[Start of section]

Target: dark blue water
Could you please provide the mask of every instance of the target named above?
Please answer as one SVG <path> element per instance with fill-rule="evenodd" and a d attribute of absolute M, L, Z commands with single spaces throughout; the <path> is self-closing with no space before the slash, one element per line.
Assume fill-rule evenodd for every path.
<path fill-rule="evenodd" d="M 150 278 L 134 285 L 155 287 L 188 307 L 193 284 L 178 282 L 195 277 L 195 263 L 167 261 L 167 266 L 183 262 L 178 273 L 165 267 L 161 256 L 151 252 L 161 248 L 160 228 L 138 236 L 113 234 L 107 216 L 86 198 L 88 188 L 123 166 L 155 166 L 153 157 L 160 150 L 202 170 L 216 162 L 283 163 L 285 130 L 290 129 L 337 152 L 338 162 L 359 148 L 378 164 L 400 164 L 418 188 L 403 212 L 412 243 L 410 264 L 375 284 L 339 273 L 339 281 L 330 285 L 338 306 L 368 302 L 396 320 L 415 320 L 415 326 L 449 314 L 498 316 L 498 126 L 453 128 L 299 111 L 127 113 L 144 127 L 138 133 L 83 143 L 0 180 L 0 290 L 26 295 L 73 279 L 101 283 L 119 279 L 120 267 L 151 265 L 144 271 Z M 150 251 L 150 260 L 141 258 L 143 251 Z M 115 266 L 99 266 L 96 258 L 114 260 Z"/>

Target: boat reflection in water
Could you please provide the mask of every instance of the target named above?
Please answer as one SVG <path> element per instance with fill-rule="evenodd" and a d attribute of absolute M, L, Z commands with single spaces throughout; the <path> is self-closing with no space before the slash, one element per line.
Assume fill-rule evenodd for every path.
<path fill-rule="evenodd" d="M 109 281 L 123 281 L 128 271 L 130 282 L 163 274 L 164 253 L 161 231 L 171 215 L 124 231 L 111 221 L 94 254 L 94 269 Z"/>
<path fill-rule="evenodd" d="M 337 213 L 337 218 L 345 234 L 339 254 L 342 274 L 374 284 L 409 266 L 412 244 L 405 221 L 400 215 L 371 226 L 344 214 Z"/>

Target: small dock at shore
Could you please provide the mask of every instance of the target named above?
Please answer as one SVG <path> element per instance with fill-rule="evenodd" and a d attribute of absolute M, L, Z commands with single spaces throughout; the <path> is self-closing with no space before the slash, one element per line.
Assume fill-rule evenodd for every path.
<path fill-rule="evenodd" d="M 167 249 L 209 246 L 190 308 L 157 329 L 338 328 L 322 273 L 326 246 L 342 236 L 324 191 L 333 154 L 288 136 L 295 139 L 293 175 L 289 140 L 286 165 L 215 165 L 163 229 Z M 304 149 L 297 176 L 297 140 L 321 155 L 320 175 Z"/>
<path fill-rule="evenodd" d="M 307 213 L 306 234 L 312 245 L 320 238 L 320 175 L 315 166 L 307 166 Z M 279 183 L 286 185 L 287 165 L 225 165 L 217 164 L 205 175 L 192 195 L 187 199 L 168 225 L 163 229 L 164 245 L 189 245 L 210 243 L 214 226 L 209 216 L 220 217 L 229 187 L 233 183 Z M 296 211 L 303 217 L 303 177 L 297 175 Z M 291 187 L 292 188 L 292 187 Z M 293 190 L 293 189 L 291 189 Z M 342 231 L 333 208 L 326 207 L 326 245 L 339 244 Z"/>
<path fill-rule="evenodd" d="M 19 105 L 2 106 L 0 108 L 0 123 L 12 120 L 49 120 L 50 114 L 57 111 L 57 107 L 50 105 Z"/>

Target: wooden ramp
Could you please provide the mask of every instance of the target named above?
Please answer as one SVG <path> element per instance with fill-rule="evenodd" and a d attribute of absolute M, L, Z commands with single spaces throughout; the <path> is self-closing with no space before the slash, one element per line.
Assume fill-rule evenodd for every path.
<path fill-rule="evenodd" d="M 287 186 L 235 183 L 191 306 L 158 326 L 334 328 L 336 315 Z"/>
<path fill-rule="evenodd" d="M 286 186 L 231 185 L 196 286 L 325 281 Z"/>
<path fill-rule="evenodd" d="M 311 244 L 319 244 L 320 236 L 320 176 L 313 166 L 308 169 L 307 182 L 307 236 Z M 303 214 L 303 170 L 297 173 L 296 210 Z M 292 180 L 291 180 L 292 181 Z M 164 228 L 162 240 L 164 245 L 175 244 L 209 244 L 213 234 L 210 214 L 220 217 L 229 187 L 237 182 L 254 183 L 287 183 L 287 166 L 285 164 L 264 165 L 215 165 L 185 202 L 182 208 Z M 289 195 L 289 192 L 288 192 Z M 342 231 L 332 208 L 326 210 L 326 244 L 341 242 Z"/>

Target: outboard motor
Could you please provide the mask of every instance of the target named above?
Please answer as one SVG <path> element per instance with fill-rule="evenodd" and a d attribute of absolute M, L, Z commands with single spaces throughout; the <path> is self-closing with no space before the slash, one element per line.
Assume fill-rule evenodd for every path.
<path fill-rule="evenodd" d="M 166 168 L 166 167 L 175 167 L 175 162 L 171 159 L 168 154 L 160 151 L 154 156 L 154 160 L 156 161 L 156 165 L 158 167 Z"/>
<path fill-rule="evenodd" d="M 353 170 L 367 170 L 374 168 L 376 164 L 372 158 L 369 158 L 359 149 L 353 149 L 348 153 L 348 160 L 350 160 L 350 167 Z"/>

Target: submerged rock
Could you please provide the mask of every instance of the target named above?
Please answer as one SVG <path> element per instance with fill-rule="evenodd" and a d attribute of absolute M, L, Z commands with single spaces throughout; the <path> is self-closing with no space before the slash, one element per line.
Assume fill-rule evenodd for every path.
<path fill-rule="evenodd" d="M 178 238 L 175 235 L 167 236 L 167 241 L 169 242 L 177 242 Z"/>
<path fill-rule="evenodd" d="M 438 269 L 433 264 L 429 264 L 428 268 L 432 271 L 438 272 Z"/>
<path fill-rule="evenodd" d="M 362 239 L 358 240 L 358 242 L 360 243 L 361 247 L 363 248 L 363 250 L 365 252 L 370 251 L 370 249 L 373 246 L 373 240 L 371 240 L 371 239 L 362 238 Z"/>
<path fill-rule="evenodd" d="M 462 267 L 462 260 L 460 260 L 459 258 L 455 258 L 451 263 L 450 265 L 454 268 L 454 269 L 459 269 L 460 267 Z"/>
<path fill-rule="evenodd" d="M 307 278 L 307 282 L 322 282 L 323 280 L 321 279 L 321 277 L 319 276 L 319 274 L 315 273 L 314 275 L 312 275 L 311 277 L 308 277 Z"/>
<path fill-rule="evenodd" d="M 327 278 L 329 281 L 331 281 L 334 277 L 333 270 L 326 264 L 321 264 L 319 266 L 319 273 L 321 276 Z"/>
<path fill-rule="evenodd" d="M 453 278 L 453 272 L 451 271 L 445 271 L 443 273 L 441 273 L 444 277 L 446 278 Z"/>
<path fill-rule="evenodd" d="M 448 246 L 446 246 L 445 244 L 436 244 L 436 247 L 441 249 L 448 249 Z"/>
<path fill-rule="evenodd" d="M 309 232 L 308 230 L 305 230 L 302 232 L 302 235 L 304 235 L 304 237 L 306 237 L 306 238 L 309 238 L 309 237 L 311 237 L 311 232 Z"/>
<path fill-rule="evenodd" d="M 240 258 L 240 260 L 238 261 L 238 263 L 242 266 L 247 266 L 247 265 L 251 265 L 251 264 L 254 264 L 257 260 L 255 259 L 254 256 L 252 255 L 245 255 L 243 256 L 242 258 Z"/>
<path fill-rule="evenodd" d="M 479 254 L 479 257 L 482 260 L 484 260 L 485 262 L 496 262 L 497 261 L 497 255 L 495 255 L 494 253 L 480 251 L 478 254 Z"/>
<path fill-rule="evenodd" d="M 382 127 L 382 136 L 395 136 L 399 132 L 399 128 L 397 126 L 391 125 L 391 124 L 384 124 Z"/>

[End of section]

**What the task requires**.
Without any alteration, repeat the entire listing.

**Response below**.
Target: dark blue water
Could you please provide the mask of every instance of the target named above?
Please answer as one SVG <path> element per instance with fill-rule="evenodd" and a d attribute of absolute M, L, Z commands with single spaces throughout; the <path> is self-closing with no space before the slash, one element per line.
Assume fill-rule evenodd for every path.
<path fill-rule="evenodd" d="M 150 278 L 134 285 L 155 287 L 188 307 L 193 284 L 178 282 L 195 277 L 195 263 L 167 261 L 167 266 L 183 262 L 178 273 L 165 267 L 161 256 L 151 252 L 161 248 L 160 228 L 138 236 L 113 234 L 107 216 L 86 198 L 88 188 L 123 166 L 155 166 L 153 157 L 160 150 L 202 170 L 216 162 L 283 163 L 285 130 L 290 129 L 337 152 L 338 162 L 359 148 L 378 164 L 400 164 L 418 188 L 403 212 L 412 243 L 410 264 L 375 284 L 339 273 L 339 281 L 330 285 L 338 306 L 368 302 L 396 320 L 415 320 L 415 326 L 449 314 L 498 316 L 498 126 L 453 128 L 299 111 L 127 113 L 144 127 L 138 133 L 83 143 L 0 180 L 0 290 L 26 295 L 73 279 L 101 283 L 119 279 L 120 267 L 151 265 L 144 271 Z M 150 251 L 150 260 L 141 258 L 143 251 Z M 115 266 L 99 266 L 96 258 L 114 260 Z"/>

Target: boat reflection in water
Could you please provide the mask of every instance of the target named above?
Please answer as one SVG <path> element per instance with fill-rule="evenodd" and a d attribute of absolute M, L, Z commands with single spaces throughout; the <path> is self-closing with no space before the slash, one element per line.
Assume fill-rule evenodd for every path.
<path fill-rule="evenodd" d="M 109 281 L 123 281 L 128 271 L 130 282 L 163 274 L 164 253 L 161 231 L 171 215 L 124 231 L 111 221 L 94 254 L 94 269 Z"/>
<path fill-rule="evenodd" d="M 337 213 L 337 218 L 345 234 L 339 254 L 342 274 L 374 284 L 409 266 L 412 244 L 405 221 L 400 215 L 371 226 L 344 214 Z"/>

Target: small dock at shore
Could you please provide the mask of every instance of the target named above?
Please answer as one SVG <path> element per instance with fill-rule="evenodd" and a d attribute of absolute M, L, Z commands with single spaces throughout; the <path> is self-closing with no space before the slash, one element per line.
Assume fill-rule evenodd for every path.
<path fill-rule="evenodd" d="M 167 249 L 209 246 L 190 308 L 157 329 L 338 328 L 322 273 L 326 246 L 342 236 L 324 191 L 333 154 L 288 136 L 295 139 L 293 175 L 289 140 L 286 165 L 215 165 L 163 229 Z M 304 149 L 297 176 L 297 140 L 321 155 L 320 175 Z"/>
<path fill-rule="evenodd" d="M 307 213 L 306 234 L 312 245 L 320 238 L 320 175 L 315 166 L 307 166 Z M 279 183 L 286 185 L 287 165 L 225 165 L 217 164 L 205 175 L 192 195 L 187 199 L 168 225 L 163 229 L 164 245 L 189 245 L 210 243 L 214 226 L 209 216 L 220 217 L 229 187 L 233 183 Z M 296 211 L 303 217 L 303 177 L 297 175 Z M 291 187 L 292 188 L 292 187 Z M 293 190 L 293 189 L 291 189 Z M 342 231 L 333 208 L 326 207 L 326 245 L 339 244 Z"/>
<path fill-rule="evenodd" d="M 19 105 L 2 106 L 0 108 L 0 123 L 12 120 L 49 120 L 50 114 L 57 111 L 57 107 L 50 105 Z"/>

Target: wooden ramp
Could you please provide the mask of every instance of the target named above?
Please answer as one SVG <path> element per instance with fill-rule="evenodd" and a d attribute of absolute M, L, Z commands with single spaces throughout; the <path> is self-closing with no space before the slash, one element per line.
Assume fill-rule evenodd for every path.
<path fill-rule="evenodd" d="M 287 186 L 235 183 L 191 306 L 158 326 L 334 328 L 336 315 Z"/>
<path fill-rule="evenodd" d="M 286 186 L 231 185 L 196 286 L 325 281 Z"/>
<path fill-rule="evenodd" d="M 311 244 L 319 244 L 320 236 L 320 176 L 313 166 L 308 169 L 307 182 L 307 236 Z M 303 214 L 303 170 L 297 173 L 296 210 Z M 292 180 L 291 180 L 292 181 Z M 164 228 L 162 240 L 164 245 L 175 244 L 209 244 L 213 234 L 210 214 L 220 217 L 229 187 L 237 182 L 254 183 L 287 183 L 287 166 L 285 164 L 264 165 L 215 165 L 185 202 L 182 208 Z M 289 195 L 289 192 L 288 192 Z M 342 231 L 332 208 L 326 210 L 326 244 L 341 242 Z"/>

Target: outboard motor
Could you please provide the mask of every instance of the target named above?
Please answer as one SVG <path> element per instance with fill-rule="evenodd" and a d attribute of absolute M, L, Z commands with single spaces throughout; the <path> is self-closing with no space before the slash, one element per line.
Assume fill-rule evenodd for every path.
<path fill-rule="evenodd" d="M 166 168 L 166 167 L 175 167 L 175 162 L 171 159 L 168 154 L 160 151 L 154 156 L 154 160 L 156 161 L 156 165 L 158 167 Z"/>
<path fill-rule="evenodd" d="M 353 170 L 367 170 L 374 168 L 376 164 L 372 158 L 369 158 L 359 149 L 353 149 L 348 153 L 348 160 L 350 160 L 350 167 Z"/>

Target: submerged rock
Could you please provide the mask of every instance of the target named above?
Please answer as one SVG <path> element per instance with fill-rule="evenodd" and a d attribute of absolute M, L, Z commands with single spaces throughout; the <path> is self-closing with no space before the slash, one element per line.
Assume fill-rule evenodd for every path.
<path fill-rule="evenodd" d="M 178 238 L 175 235 L 167 236 L 167 241 L 169 242 L 177 242 Z"/>
<path fill-rule="evenodd" d="M 438 269 L 433 264 L 429 264 L 428 268 L 432 271 L 438 272 Z"/>
<path fill-rule="evenodd" d="M 362 239 L 358 240 L 358 242 L 360 243 L 361 247 L 363 248 L 363 250 L 365 252 L 370 251 L 370 249 L 373 246 L 373 240 L 371 240 L 371 239 L 362 238 Z"/>
<path fill-rule="evenodd" d="M 462 267 L 462 260 L 460 260 L 459 258 L 455 258 L 451 263 L 450 265 L 454 268 L 454 269 L 459 269 L 460 267 Z"/>
<path fill-rule="evenodd" d="M 307 278 L 307 282 L 322 282 L 323 280 L 321 279 L 321 277 L 319 276 L 319 274 L 315 273 L 314 275 L 312 275 L 311 277 L 308 277 Z"/>
<path fill-rule="evenodd" d="M 327 278 L 329 281 L 331 281 L 334 277 L 333 270 L 326 264 L 321 264 L 319 266 L 319 273 L 321 276 Z"/>
<path fill-rule="evenodd" d="M 453 278 L 453 272 L 451 271 L 445 271 L 443 273 L 441 273 L 444 277 L 446 278 Z"/>
<path fill-rule="evenodd" d="M 448 246 L 446 246 L 445 244 L 436 244 L 436 247 L 441 249 L 448 249 Z"/>
<path fill-rule="evenodd" d="M 309 232 L 308 230 L 305 230 L 302 232 L 302 235 L 304 235 L 304 237 L 306 237 L 306 238 L 309 238 L 309 237 L 311 237 L 311 232 Z"/>
<path fill-rule="evenodd" d="M 240 258 L 240 260 L 238 261 L 238 263 L 242 266 L 247 266 L 247 265 L 251 265 L 251 264 L 254 264 L 257 260 L 255 259 L 254 256 L 252 255 L 245 255 L 243 256 L 242 258 Z"/>
<path fill-rule="evenodd" d="M 479 254 L 479 257 L 482 260 L 484 260 L 485 262 L 496 262 L 497 261 L 497 255 L 495 255 L 494 253 L 480 251 L 478 254 Z"/>
<path fill-rule="evenodd" d="M 382 127 L 382 136 L 395 136 L 399 132 L 399 128 L 397 126 L 391 125 L 391 124 L 384 124 Z"/>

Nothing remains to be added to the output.